Records from a data source:

□ □ □ □ □ □ □

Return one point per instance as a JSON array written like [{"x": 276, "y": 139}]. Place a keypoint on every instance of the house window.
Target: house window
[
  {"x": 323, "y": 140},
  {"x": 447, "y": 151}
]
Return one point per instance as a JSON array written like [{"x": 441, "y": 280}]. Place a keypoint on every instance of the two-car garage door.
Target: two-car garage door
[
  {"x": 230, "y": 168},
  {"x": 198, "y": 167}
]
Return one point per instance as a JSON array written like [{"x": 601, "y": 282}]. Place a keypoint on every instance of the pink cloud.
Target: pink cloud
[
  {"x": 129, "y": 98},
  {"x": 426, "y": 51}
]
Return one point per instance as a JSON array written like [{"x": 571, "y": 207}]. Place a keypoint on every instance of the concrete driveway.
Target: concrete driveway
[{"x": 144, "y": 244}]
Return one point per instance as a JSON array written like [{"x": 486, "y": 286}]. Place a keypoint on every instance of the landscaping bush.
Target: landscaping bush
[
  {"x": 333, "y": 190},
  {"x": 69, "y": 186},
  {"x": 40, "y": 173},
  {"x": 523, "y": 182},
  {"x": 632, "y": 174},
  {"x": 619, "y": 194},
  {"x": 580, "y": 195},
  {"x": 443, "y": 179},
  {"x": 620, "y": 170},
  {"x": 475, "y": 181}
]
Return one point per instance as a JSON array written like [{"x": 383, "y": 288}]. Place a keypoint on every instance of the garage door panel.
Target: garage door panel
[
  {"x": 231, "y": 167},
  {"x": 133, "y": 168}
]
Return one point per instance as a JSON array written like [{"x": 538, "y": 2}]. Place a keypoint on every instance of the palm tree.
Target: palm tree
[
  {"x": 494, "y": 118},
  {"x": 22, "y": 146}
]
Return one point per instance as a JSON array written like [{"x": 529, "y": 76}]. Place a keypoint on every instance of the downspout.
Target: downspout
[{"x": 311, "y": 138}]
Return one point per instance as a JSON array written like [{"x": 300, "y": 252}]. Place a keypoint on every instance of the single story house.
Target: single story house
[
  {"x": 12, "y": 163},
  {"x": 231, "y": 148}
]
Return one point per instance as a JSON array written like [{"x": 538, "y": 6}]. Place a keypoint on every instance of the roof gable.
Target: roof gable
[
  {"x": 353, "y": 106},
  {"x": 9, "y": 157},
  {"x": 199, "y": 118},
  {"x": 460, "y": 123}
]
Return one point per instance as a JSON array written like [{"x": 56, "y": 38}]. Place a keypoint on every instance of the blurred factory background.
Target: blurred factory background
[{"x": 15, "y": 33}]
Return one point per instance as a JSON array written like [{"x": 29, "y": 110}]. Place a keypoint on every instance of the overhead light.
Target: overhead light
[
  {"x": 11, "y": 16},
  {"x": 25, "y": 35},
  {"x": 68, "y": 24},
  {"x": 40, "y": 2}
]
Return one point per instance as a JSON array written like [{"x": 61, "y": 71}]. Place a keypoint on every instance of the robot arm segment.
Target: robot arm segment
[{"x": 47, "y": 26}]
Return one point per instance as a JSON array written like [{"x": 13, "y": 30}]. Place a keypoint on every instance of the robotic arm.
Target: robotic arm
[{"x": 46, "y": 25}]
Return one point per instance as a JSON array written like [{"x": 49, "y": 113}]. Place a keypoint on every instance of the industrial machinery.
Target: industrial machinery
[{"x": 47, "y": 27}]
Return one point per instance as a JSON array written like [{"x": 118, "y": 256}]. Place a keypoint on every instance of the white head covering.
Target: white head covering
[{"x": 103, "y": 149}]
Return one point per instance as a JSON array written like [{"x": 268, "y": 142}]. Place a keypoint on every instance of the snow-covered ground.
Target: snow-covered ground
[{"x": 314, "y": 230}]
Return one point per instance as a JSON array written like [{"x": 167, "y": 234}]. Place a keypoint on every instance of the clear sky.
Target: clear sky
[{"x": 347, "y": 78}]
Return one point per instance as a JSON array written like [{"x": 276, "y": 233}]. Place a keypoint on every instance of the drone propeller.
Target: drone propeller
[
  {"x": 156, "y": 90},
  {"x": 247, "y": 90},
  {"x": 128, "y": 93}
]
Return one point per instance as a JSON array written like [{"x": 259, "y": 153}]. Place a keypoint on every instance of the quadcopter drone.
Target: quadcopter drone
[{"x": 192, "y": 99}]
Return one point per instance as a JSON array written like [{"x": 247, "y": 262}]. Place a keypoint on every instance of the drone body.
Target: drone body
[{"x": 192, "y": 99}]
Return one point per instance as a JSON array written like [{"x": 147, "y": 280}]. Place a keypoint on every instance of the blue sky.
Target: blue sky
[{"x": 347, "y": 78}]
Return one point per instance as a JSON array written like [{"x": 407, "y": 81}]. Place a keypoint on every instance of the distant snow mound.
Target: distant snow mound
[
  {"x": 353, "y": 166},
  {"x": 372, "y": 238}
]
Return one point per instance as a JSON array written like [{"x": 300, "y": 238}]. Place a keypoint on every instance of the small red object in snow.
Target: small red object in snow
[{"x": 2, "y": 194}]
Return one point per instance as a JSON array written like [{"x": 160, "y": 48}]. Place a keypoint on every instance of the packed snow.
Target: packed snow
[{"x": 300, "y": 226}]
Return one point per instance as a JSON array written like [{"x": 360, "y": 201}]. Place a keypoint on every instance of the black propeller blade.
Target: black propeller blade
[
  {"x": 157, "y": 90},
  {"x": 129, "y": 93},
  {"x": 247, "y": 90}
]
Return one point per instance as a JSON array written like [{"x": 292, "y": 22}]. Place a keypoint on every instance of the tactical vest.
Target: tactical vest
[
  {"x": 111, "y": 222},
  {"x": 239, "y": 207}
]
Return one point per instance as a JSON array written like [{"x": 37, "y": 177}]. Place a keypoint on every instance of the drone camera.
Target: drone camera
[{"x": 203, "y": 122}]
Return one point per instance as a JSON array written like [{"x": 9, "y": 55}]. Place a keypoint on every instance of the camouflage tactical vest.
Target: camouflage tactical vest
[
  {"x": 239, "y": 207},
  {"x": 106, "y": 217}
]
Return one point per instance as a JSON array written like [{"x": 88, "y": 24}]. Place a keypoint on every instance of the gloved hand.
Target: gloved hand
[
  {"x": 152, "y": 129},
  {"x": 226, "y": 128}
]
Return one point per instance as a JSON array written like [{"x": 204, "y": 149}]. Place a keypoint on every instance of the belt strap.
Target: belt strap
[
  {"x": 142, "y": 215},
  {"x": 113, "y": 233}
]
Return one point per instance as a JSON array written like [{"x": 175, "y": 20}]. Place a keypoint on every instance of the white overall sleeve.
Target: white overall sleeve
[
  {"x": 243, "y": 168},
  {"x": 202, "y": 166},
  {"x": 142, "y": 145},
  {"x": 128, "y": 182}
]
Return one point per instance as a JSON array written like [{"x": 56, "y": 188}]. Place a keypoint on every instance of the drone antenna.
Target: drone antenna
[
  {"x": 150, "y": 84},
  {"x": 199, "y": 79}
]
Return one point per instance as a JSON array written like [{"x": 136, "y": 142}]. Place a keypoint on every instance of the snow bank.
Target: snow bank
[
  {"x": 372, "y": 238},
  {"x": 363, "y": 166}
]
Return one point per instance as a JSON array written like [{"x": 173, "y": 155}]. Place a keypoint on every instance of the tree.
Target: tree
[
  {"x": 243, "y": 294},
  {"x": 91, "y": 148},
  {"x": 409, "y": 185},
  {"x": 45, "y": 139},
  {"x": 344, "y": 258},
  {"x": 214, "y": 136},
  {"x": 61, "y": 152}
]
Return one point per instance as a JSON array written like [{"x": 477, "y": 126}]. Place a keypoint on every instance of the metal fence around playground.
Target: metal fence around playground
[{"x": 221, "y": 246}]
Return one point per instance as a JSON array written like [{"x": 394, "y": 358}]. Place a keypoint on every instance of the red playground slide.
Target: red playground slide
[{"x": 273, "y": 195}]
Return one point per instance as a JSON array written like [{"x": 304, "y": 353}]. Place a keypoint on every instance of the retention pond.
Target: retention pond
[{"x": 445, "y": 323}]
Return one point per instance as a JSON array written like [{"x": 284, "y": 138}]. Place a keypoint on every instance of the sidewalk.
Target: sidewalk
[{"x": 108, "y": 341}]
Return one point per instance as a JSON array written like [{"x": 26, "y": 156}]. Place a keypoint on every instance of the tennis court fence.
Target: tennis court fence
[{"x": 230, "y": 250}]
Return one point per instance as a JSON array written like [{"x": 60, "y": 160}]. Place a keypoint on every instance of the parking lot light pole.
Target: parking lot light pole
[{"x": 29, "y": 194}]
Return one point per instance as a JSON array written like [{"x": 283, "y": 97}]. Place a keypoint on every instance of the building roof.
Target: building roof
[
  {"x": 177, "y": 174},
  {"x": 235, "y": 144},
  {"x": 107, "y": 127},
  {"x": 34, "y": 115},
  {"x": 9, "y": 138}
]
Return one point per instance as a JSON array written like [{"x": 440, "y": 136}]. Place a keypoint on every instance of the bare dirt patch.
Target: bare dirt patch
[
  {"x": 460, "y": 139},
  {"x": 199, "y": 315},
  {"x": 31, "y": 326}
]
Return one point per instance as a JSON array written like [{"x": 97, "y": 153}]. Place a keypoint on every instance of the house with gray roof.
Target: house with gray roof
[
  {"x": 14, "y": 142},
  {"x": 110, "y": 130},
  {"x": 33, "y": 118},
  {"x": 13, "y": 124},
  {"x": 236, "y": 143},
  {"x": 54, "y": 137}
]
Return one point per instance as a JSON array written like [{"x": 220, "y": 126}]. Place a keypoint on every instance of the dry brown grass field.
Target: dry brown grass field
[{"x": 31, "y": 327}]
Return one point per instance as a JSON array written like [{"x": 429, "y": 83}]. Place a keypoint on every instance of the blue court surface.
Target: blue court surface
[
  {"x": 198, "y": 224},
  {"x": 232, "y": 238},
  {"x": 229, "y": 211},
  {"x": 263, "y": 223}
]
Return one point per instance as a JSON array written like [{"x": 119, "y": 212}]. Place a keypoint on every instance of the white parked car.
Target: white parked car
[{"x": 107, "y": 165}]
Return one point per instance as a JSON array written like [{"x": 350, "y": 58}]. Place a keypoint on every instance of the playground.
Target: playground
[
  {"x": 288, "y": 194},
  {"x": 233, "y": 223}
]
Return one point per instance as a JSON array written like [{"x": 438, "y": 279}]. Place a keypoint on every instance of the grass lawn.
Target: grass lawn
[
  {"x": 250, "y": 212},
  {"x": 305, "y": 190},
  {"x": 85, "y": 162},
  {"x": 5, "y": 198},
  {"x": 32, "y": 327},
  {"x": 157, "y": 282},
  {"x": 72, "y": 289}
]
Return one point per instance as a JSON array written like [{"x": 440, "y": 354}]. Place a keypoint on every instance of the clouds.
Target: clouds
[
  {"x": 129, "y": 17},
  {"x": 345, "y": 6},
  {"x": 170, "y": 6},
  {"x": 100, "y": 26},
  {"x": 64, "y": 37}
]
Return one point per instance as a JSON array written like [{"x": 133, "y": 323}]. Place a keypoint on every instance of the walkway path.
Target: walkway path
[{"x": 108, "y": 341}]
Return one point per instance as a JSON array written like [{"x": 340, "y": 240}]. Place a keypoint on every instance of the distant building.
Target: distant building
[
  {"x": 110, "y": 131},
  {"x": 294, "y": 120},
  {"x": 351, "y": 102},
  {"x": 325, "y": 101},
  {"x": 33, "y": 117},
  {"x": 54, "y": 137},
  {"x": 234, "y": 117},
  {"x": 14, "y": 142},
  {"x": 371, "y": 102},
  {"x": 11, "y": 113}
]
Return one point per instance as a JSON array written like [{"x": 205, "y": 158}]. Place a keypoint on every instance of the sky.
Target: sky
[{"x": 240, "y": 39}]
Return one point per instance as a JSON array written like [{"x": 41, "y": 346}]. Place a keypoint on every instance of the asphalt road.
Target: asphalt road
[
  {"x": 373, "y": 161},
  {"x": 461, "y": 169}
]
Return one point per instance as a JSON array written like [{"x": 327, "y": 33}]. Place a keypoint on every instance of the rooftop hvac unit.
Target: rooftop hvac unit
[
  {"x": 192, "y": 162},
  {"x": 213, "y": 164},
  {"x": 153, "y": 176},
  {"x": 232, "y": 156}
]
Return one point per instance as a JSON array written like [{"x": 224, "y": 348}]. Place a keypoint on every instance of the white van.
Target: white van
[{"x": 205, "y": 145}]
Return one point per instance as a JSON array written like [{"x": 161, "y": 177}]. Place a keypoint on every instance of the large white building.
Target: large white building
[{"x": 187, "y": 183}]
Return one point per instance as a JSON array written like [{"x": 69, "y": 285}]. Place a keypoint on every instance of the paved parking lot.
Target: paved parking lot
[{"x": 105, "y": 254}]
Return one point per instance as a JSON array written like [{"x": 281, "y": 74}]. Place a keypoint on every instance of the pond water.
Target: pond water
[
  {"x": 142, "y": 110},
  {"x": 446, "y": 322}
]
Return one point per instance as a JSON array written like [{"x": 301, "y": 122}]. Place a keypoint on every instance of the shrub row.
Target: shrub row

□ □ □ □ □ □ □

Aim of the task >> Your answer should be exactly the lines of the data above, from the first through the line containing "the landscaping bush.".

Task output >>
Return one point per instance as a JSON array written like [{"x": 276, "y": 139}]. Place a keypoint on every instance of the house window.
Target: house window
[
  {"x": 323, "y": 140},
  {"x": 447, "y": 151}
]
Return one point per instance as a JSON array written like [{"x": 441, "y": 280}]. Place a keypoint on every instance of the two-car garage door.
Target: two-car garage door
[
  {"x": 230, "y": 168},
  {"x": 198, "y": 167}
]
Return one point per instance as a JSON array written like [{"x": 601, "y": 282}]. Place a keypoint on every instance of the pink cloud.
Target: pink cloud
[
  {"x": 129, "y": 98},
  {"x": 426, "y": 51}
]
Return one point per instance as a JSON array written like [{"x": 571, "y": 207}]. Place a keypoint on every instance of the concrete driveway.
Target: concrete driveway
[{"x": 144, "y": 244}]
Return one point per instance as a JSON array written like [{"x": 486, "y": 286}]. Place a keypoint on every instance of the landscaping bush.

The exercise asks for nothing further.